Stored data:

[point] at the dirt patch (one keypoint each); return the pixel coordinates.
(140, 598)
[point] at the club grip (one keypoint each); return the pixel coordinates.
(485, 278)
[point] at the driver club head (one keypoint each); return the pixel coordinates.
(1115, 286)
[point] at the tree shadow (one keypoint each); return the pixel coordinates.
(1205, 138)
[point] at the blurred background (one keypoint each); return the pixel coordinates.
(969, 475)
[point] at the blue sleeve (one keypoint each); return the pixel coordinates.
--
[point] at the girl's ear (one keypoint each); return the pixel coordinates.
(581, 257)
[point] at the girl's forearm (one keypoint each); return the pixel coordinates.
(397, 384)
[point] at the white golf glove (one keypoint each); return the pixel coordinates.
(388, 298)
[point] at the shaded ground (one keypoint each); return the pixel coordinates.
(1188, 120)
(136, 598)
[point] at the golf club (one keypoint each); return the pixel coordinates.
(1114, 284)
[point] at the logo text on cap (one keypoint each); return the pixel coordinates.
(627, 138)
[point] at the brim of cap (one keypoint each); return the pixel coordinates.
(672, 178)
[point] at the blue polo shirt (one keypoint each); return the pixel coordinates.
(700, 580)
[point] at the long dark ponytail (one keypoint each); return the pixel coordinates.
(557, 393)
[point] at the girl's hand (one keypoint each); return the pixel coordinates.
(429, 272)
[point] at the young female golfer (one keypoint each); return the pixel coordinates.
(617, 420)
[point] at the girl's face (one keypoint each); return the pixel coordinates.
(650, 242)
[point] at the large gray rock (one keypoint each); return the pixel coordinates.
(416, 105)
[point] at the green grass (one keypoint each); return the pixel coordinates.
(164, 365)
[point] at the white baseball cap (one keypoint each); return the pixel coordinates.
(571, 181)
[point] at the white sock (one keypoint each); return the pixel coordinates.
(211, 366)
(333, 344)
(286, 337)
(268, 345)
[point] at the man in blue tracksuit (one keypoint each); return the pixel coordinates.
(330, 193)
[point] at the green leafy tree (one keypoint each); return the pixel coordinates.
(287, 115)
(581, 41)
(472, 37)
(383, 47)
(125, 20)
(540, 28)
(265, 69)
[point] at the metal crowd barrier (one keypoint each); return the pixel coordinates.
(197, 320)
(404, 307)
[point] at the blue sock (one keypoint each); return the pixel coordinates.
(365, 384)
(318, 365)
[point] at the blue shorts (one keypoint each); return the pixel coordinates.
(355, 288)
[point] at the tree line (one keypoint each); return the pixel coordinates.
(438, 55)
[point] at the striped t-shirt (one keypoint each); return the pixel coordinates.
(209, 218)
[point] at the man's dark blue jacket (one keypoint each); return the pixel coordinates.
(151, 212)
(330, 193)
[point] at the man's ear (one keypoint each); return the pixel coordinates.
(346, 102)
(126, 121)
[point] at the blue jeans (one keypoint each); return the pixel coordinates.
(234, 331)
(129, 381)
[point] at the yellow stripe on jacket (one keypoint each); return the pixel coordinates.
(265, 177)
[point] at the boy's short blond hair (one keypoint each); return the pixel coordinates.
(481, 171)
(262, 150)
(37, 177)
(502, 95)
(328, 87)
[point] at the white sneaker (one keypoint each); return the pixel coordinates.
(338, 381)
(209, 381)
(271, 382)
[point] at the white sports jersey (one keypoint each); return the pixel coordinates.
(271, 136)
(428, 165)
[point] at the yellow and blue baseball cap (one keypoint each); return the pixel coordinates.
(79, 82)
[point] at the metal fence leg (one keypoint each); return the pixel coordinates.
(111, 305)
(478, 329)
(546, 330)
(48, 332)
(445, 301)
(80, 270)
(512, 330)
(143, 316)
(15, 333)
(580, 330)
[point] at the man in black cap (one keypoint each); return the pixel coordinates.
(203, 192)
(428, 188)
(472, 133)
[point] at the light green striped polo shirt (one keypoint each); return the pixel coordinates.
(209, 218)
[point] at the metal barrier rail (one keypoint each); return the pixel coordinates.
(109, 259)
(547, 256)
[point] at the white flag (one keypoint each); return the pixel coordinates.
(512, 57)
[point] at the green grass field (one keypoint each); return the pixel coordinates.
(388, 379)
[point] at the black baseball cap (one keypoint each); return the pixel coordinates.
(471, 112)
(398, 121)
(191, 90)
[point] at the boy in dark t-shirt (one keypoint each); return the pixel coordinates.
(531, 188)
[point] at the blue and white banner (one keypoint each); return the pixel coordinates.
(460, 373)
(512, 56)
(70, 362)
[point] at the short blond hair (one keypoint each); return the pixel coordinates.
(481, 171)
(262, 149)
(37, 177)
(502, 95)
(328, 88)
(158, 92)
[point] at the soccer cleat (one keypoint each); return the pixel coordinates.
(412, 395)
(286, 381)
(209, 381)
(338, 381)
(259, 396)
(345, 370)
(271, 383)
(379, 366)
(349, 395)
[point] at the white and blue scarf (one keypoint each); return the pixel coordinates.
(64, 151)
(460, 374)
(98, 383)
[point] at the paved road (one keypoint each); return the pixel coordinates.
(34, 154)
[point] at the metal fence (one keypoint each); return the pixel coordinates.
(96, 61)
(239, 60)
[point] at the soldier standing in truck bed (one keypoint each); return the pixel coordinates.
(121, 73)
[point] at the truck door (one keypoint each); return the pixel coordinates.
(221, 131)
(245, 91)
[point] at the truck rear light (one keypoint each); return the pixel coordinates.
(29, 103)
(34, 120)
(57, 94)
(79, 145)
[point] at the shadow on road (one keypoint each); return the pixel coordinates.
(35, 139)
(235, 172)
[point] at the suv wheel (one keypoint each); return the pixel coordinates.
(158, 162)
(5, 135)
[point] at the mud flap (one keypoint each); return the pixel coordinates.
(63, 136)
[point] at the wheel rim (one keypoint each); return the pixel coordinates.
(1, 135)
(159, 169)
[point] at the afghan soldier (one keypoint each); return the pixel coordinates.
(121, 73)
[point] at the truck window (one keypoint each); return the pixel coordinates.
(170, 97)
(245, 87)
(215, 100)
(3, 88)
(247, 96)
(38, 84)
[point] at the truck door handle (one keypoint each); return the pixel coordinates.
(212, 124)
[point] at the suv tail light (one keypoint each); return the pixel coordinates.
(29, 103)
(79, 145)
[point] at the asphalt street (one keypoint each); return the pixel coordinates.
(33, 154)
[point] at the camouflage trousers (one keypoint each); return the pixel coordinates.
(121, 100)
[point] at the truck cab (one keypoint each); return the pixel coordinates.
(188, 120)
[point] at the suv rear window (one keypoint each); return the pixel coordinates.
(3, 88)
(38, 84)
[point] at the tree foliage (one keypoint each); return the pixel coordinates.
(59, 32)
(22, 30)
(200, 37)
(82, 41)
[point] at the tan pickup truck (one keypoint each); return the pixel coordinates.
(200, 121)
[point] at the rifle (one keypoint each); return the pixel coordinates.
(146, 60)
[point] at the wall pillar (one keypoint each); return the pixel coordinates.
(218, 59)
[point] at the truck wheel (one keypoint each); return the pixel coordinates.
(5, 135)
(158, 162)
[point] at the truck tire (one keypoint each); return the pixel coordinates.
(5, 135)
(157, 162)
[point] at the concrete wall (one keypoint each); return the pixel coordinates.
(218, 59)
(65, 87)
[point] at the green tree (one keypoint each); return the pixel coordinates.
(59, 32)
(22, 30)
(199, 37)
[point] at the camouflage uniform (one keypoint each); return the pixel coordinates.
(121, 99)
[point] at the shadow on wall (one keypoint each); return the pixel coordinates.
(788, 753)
==
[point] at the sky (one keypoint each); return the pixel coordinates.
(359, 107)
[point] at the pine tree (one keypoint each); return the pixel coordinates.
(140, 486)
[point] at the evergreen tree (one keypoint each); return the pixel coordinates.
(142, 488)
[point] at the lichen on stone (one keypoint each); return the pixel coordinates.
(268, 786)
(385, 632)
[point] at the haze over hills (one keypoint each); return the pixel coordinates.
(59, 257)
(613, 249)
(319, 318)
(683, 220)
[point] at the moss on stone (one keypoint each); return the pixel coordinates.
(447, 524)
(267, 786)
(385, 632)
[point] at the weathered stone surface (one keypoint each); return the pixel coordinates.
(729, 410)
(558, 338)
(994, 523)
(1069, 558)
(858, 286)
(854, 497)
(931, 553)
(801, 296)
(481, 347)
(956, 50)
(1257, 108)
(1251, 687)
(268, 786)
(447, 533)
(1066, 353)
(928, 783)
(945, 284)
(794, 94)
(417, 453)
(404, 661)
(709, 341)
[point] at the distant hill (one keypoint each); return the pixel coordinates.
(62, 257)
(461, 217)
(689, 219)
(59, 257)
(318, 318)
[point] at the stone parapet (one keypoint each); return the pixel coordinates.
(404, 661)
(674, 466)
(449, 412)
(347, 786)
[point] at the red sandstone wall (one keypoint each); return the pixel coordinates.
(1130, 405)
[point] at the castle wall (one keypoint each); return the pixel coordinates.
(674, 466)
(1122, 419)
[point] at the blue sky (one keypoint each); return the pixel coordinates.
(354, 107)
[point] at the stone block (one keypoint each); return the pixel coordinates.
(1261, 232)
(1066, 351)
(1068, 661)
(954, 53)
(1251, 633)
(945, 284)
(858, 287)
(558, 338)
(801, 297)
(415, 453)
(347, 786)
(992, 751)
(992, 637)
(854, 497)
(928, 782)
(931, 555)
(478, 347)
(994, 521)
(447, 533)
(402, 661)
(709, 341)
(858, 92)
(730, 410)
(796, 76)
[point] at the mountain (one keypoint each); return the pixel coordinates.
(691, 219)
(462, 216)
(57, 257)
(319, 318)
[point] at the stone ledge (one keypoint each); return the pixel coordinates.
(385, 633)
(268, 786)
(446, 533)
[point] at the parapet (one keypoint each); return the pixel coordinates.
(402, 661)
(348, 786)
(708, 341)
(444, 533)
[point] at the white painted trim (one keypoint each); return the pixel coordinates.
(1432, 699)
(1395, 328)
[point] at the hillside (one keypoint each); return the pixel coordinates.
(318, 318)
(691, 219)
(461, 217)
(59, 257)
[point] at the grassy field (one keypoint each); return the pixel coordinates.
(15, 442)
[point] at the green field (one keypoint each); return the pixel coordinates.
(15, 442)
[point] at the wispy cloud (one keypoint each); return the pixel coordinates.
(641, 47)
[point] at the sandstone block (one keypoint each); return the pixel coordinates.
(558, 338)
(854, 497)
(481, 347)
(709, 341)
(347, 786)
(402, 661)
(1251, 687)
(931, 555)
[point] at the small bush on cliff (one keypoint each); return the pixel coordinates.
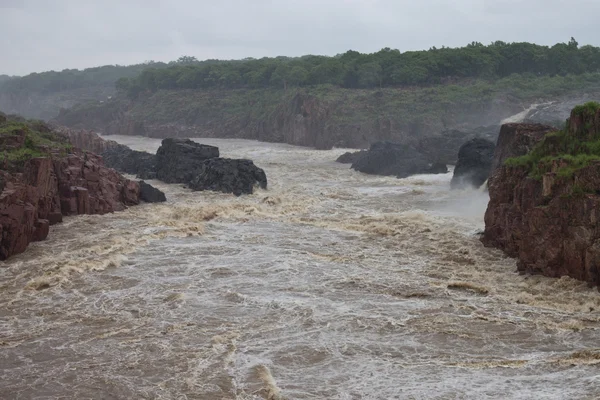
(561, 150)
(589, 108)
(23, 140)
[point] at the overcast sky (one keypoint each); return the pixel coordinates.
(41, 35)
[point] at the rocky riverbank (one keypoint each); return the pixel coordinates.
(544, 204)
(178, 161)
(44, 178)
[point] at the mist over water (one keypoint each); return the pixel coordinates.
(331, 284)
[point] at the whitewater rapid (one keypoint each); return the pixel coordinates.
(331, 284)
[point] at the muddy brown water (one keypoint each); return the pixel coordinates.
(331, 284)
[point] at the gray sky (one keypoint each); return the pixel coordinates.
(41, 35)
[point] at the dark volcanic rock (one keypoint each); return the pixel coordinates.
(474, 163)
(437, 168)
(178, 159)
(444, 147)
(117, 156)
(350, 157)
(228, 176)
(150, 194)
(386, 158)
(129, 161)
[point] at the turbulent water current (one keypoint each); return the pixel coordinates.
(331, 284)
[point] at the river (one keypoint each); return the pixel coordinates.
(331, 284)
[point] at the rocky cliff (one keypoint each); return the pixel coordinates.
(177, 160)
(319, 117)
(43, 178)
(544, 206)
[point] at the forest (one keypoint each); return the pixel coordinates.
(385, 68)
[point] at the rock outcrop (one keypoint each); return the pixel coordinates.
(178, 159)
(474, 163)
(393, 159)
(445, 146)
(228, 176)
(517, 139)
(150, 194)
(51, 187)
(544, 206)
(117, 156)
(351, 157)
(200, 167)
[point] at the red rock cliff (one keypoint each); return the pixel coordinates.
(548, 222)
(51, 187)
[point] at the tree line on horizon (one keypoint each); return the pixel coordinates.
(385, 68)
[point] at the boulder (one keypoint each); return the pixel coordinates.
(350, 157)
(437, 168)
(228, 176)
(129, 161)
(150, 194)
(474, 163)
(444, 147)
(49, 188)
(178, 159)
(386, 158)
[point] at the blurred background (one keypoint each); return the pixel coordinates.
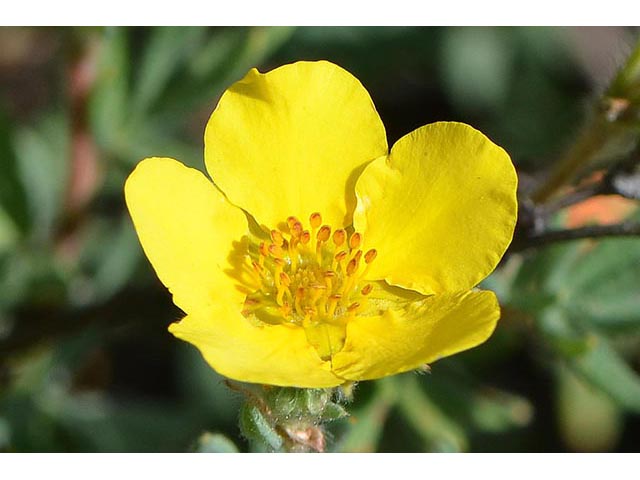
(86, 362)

The problem: Print the records again without any change, starting at the line that contains "[point] at the dirt" and ending at the line that contains "[point] at the blue sleeve", with both of those lines included.

Exercise answer:
[point] at the dirt patch (one keypoint each); return the pixel coordinates.
(140, 598)
[point] at the club grip (one keypoint each); return the pixel coordinates.
(485, 278)
[point] at the driver club head (one keypoint each); return the pixel coordinates.
(1115, 286)
[point] at the tree shadow (one keypoint each); return the pixel coordinates.
(1205, 138)
[point] at the blurred background (one keypoint each); return the pixel coordinates.
(969, 475)
[point] at the blue sleeve (one keypoint each); return the pixel coordinates.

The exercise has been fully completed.